Start of Block

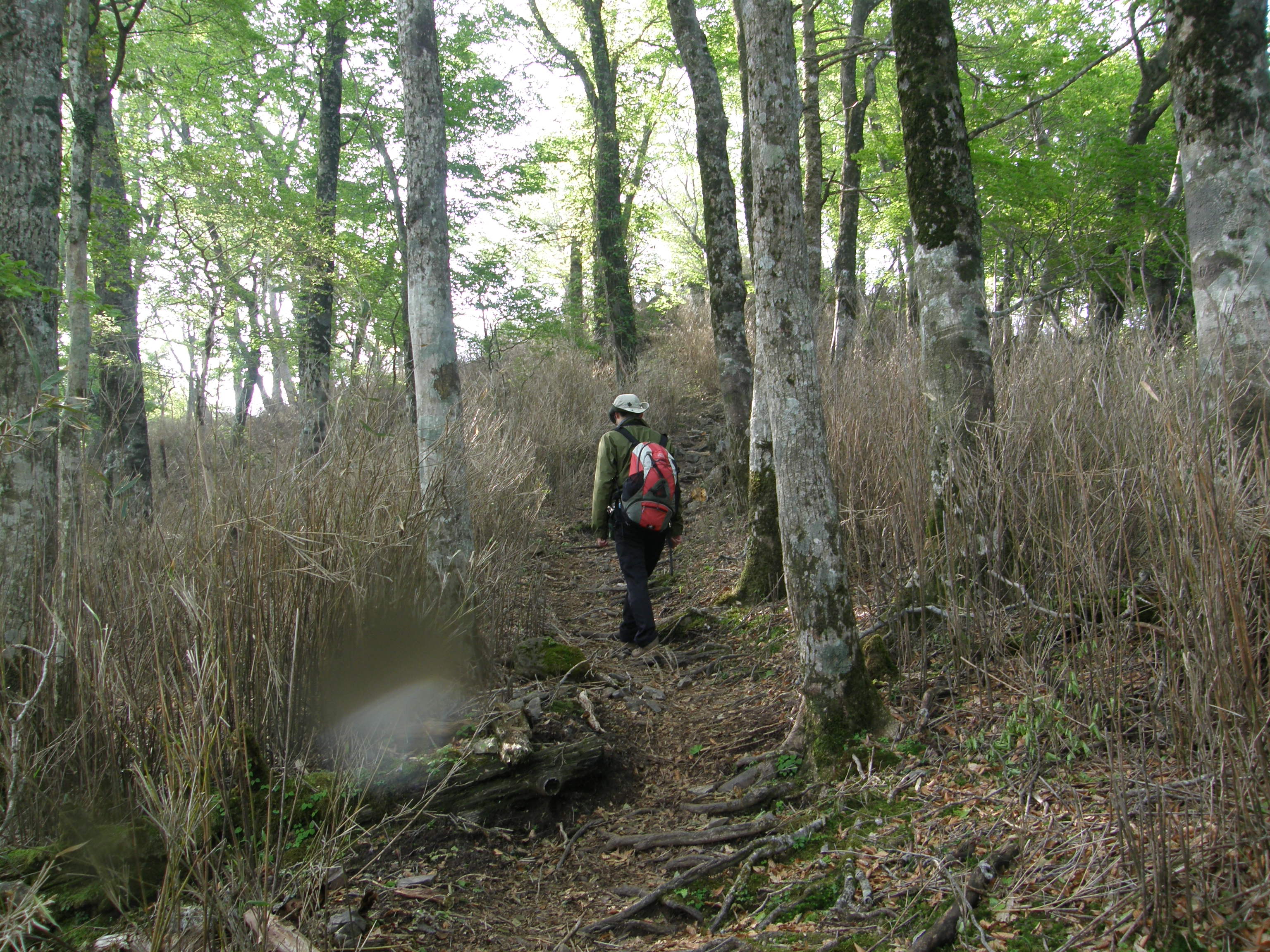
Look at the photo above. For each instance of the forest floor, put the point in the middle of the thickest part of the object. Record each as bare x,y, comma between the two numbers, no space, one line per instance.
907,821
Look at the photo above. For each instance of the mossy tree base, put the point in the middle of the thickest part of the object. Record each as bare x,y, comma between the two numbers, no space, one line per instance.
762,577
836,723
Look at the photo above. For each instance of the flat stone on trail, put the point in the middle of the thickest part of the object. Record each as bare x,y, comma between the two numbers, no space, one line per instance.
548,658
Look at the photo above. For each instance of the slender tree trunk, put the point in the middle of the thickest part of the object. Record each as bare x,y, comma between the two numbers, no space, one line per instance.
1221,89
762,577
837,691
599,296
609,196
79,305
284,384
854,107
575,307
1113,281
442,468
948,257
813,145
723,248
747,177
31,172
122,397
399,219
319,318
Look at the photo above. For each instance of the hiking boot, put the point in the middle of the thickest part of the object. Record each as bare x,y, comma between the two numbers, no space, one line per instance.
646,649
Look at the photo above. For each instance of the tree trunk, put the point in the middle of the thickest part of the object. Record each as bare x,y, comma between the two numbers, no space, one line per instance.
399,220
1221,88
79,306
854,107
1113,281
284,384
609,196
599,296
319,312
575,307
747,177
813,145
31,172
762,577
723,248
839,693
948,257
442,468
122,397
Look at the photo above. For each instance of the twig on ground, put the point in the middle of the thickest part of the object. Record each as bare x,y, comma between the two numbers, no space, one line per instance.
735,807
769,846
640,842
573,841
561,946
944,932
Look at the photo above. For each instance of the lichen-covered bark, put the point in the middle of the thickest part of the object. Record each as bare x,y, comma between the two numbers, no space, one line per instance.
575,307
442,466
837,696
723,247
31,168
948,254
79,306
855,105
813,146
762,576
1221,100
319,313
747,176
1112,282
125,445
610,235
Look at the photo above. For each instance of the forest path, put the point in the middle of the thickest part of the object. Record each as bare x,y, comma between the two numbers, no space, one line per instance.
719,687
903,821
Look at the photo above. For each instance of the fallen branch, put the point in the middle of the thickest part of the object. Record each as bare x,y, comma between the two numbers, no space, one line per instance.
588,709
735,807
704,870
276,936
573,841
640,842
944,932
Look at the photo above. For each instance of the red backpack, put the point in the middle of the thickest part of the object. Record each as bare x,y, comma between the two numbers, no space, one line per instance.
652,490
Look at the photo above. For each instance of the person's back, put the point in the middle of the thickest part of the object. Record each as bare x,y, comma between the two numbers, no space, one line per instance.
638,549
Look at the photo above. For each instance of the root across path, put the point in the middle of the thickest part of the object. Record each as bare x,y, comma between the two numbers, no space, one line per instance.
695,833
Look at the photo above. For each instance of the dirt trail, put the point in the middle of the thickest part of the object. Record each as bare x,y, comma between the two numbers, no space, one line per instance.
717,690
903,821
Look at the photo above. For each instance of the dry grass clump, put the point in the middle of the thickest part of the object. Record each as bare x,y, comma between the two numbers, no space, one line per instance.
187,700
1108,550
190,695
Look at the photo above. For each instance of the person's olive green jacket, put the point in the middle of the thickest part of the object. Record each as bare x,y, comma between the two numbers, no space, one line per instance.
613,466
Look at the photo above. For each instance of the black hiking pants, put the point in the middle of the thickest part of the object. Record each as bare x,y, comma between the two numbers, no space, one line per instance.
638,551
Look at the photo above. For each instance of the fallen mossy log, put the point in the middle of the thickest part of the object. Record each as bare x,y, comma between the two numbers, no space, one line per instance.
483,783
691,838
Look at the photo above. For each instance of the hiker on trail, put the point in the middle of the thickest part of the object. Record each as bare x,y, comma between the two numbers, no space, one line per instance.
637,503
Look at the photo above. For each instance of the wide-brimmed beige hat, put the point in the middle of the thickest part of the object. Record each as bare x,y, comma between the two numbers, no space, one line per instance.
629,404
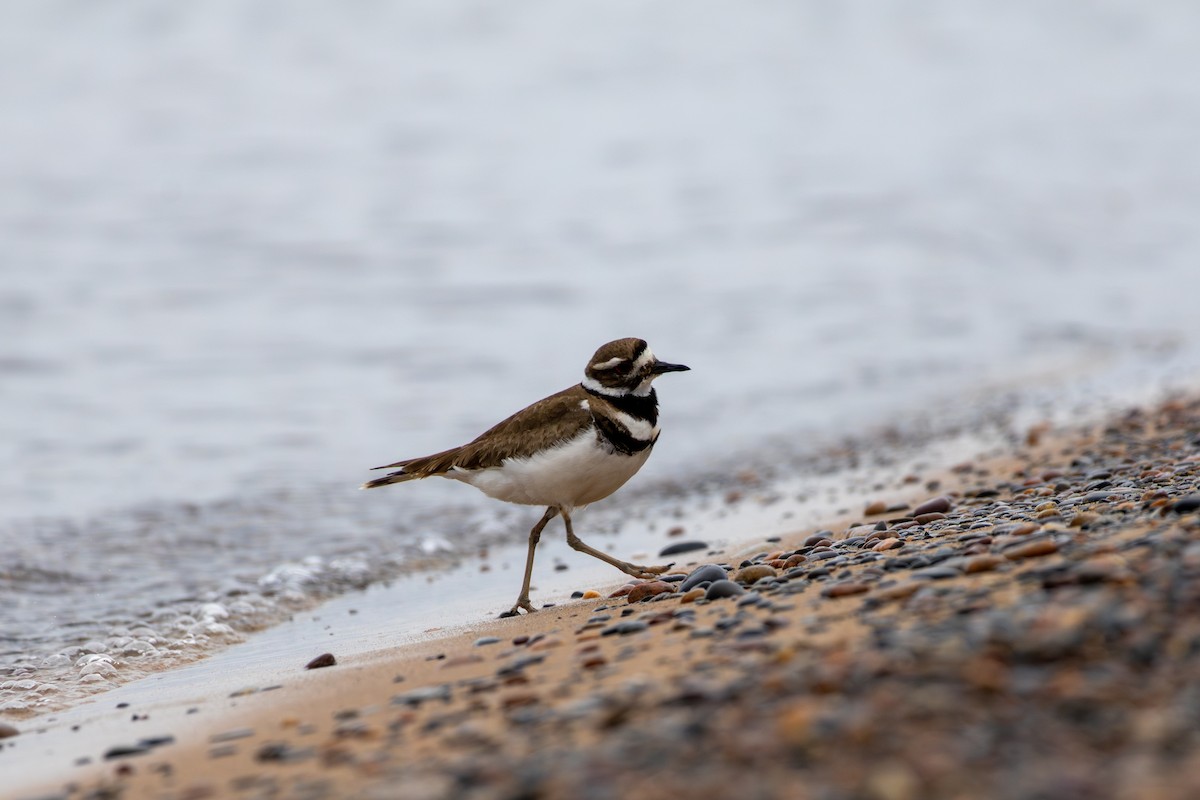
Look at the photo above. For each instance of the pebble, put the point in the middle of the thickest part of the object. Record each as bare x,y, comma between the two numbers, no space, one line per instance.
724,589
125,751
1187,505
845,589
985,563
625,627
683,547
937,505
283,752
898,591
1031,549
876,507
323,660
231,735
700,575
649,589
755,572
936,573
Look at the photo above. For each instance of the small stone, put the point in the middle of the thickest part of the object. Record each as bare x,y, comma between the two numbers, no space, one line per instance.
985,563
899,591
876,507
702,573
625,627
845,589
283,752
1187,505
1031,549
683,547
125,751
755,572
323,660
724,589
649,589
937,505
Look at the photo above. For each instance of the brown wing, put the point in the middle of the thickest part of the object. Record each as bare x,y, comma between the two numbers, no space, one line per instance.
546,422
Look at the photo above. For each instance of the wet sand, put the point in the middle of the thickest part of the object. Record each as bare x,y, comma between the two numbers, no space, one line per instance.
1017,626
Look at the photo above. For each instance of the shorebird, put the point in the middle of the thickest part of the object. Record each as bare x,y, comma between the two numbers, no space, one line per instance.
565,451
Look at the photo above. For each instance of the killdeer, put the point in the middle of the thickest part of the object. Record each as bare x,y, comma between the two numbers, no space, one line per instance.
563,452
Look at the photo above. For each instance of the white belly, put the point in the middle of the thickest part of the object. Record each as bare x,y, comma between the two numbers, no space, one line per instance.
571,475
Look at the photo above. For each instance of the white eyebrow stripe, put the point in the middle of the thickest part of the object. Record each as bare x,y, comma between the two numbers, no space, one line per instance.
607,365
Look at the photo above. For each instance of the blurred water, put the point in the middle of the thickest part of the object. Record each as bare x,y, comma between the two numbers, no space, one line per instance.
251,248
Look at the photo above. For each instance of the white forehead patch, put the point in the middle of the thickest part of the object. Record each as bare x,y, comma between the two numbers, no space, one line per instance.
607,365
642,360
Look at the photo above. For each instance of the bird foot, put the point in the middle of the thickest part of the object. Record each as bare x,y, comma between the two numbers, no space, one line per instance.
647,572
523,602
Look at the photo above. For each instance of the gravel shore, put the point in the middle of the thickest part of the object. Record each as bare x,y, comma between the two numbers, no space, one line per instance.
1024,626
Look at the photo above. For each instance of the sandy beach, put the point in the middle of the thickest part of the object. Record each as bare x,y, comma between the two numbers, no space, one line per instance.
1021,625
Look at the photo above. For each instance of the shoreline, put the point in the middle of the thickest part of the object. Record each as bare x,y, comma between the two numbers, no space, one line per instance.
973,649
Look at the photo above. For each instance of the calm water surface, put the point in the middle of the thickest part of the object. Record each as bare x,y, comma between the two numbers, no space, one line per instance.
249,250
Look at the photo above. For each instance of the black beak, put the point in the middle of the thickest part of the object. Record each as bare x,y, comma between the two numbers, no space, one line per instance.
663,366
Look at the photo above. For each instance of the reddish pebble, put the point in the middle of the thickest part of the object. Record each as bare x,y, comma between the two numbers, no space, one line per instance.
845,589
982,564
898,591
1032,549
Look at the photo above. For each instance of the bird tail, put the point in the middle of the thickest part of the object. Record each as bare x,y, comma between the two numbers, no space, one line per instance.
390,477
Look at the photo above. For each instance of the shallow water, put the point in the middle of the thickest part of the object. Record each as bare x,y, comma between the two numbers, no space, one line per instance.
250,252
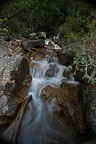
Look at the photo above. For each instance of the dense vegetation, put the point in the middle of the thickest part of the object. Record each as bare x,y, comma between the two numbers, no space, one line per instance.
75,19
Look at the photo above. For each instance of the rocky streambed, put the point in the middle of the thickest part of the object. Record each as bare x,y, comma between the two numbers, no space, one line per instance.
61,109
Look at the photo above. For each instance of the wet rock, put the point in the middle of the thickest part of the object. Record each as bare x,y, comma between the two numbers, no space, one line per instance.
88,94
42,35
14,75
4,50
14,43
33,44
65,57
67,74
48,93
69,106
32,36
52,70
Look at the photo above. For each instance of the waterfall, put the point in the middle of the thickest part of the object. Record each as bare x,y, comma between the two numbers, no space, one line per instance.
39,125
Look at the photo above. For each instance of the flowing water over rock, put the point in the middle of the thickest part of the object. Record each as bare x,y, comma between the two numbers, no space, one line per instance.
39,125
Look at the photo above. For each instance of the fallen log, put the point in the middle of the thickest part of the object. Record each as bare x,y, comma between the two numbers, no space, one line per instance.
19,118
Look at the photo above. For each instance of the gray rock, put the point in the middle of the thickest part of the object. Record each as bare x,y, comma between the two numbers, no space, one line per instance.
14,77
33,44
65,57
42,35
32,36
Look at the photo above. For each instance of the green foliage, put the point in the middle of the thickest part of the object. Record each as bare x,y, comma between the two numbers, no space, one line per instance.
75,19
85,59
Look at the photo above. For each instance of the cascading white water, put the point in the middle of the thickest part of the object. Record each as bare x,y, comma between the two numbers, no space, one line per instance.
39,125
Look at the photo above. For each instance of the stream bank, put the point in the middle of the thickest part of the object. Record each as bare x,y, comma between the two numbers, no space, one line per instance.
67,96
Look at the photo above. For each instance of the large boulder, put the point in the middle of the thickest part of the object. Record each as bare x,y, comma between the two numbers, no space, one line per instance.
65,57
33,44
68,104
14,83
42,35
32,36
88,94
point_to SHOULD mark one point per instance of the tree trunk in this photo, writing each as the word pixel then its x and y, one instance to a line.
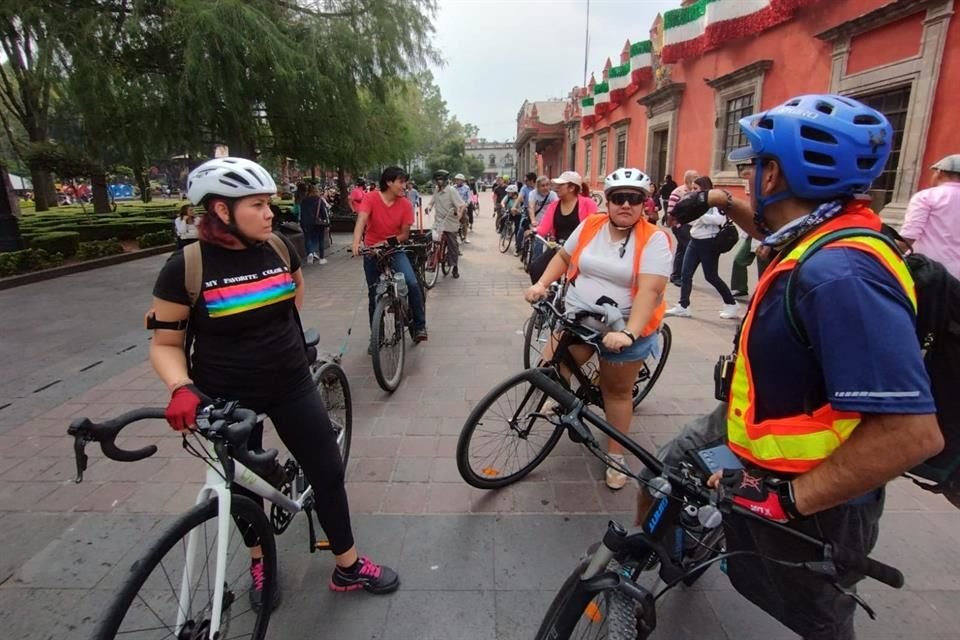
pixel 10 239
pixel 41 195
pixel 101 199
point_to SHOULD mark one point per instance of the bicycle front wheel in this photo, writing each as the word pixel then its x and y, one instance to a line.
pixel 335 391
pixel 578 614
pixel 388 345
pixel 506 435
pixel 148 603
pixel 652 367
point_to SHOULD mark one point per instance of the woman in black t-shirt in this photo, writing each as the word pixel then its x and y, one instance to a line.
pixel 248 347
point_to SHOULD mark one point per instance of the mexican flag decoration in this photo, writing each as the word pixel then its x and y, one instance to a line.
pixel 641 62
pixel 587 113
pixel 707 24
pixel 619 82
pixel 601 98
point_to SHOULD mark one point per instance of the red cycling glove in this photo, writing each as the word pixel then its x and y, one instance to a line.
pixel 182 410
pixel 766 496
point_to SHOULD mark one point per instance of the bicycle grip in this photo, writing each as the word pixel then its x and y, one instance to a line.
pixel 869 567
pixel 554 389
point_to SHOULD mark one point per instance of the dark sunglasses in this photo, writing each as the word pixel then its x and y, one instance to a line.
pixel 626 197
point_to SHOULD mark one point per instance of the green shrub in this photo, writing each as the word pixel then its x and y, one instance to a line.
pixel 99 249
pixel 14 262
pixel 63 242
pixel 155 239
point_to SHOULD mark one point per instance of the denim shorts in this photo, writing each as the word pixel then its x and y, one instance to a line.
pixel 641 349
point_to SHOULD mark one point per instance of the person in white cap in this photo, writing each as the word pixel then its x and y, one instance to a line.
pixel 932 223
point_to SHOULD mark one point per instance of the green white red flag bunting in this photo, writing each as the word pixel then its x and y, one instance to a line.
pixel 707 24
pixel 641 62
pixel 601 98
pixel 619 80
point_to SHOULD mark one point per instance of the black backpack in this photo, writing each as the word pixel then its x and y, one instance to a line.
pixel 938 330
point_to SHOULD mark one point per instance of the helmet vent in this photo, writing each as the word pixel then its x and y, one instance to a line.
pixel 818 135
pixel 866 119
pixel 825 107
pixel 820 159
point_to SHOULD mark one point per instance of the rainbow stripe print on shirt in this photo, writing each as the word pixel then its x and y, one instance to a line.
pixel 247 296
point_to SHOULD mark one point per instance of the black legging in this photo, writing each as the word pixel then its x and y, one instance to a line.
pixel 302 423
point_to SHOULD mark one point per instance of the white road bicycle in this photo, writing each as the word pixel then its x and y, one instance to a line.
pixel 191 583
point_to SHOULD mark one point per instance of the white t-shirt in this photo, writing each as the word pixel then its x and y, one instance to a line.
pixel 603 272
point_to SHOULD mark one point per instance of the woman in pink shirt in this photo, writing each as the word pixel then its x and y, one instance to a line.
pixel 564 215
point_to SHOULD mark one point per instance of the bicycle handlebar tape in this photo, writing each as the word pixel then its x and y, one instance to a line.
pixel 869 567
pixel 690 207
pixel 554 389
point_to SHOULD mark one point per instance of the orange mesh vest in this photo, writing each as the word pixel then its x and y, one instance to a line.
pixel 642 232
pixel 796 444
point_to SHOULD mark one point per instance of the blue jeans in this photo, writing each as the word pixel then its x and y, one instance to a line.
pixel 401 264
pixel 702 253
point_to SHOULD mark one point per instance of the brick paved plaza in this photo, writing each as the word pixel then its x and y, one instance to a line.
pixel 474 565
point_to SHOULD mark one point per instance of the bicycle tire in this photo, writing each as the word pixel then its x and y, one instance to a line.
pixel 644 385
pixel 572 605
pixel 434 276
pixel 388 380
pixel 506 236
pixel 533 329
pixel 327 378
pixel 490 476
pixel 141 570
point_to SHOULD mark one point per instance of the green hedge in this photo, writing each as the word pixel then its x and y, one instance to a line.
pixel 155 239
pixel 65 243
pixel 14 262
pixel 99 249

End of Block

- **PROBLEM TO WORK ON**
The answer consists solely of the lines from the one containing "point_to SHOULD mark one point per instance of the orange" through the last line of the data above, reproduced exactly.

- **ANSWER TO THE PROBLEM**
point_to SHOULD mark one point per instance of the orange mesh vest in this photo, writing each as the word pixel then its x and y, one instance to a line.
pixel 642 232
pixel 796 444
point_to SHOULD mark one point per instance of the blue jeans in this photo, writing each as the word pixel then its x and y, one instance to a line.
pixel 401 264
pixel 702 253
point_to SHOULD mark one point per instance of the brick paved plaza in this photo, writing each as the word pixel then its x and y, one instance to a line.
pixel 474 565
point_to SHOULD mark one point per instance of the bicycle tire in this photo, writing each as the word pixel then its x and y, one instance to a line.
pixel 644 385
pixel 572 605
pixel 434 276
pixel 388 380
pixel 506 236
pixel 533 329
pixel 327 378
pixel 490 476
pixel 141 570
point_to SHOULD mark one point per instance of the green hedge in this photo, writing each as the word pixel then its x and y, one instance to a line.
pixel 155 239
pixel 65 243
pixel 14 262
pixel 99 249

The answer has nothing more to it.